Required task
Return exactly the span of lines that opens with the line containing "formatted like [503,170]." and closes with the last line of the data, inclusive.

Input data
___

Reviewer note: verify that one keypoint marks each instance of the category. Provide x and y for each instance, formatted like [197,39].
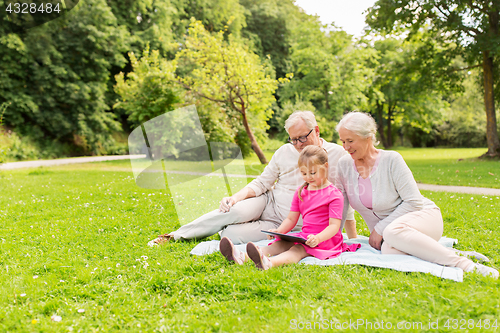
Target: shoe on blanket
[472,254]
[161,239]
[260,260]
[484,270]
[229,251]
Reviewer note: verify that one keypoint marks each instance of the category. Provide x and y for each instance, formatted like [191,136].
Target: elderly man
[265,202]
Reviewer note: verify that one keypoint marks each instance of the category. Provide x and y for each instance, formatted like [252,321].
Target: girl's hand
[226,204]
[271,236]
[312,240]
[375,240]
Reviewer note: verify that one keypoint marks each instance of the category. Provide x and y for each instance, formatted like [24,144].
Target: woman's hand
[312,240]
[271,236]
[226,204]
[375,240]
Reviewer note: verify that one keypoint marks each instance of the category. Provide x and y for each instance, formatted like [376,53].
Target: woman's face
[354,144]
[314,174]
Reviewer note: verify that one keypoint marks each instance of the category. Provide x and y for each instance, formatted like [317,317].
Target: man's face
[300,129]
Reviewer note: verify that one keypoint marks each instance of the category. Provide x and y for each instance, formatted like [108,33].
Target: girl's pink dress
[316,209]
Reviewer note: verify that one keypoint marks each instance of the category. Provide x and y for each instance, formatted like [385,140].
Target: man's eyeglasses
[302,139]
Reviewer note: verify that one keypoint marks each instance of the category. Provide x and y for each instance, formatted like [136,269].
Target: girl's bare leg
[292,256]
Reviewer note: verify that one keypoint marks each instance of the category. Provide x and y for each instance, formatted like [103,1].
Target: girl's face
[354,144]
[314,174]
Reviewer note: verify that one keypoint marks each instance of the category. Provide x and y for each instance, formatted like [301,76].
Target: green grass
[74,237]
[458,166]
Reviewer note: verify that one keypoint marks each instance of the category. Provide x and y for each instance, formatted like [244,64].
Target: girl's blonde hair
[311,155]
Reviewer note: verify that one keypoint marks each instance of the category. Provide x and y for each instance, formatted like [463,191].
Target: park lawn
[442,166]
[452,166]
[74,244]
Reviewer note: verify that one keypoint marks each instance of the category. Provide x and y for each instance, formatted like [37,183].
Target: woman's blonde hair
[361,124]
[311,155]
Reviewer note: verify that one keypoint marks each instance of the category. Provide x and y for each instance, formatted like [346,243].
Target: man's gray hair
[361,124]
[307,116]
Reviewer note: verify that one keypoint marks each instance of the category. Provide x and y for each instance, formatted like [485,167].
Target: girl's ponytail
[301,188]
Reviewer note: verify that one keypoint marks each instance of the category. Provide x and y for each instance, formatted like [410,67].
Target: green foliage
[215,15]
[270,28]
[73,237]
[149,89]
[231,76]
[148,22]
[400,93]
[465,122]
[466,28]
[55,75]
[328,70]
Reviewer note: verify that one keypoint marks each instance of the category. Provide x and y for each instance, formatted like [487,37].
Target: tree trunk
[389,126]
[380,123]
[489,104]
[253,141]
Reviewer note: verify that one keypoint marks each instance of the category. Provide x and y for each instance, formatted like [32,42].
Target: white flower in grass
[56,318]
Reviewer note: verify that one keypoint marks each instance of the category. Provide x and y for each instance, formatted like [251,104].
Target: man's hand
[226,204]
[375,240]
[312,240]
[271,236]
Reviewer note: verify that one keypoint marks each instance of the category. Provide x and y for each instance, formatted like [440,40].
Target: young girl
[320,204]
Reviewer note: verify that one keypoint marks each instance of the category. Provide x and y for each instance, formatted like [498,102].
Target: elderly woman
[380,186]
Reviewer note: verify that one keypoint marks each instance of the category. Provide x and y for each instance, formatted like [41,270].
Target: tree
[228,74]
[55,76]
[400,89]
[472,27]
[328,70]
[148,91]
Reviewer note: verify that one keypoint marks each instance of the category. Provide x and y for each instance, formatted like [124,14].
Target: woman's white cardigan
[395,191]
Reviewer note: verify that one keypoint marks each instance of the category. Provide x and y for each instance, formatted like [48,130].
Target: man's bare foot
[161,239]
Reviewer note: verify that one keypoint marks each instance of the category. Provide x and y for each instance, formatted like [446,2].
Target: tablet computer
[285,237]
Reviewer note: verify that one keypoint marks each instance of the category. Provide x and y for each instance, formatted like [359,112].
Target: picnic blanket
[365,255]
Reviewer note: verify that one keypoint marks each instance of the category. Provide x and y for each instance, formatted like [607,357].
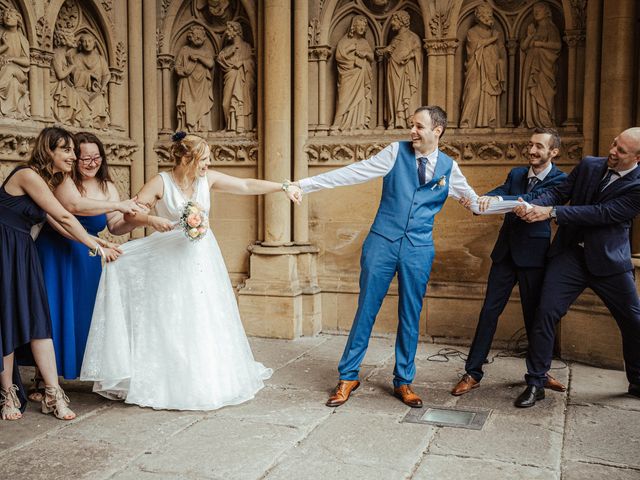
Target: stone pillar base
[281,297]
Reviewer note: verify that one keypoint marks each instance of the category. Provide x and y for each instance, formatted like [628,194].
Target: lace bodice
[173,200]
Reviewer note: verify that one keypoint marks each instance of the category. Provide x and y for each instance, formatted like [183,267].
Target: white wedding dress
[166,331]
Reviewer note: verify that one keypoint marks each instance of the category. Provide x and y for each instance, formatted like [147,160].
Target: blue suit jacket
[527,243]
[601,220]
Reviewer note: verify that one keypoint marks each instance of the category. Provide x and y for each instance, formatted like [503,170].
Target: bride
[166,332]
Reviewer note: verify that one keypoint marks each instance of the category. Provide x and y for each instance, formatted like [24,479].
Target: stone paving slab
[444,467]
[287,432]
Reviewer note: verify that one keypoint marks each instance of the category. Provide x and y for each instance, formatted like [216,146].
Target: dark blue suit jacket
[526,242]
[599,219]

___

Exercise result
Reviewer note: verify that one keypoint marks each instance of the category. Provide x and y for each instance, formatted like [503,170].
Target: bride
[166,332]
Reviewer note: verify that one keypoint marks each instance of the category. Provide x and y for each instance, formatted like [24,479].
Target: stone paving slab
[444,467]
[287,432]
Reviewer note: verify that one keypoint marks each instance of the category. Provide x and y for each instance, formatted like [216,146].
Target: dark blue suit jacket
[526,242]
[599,219]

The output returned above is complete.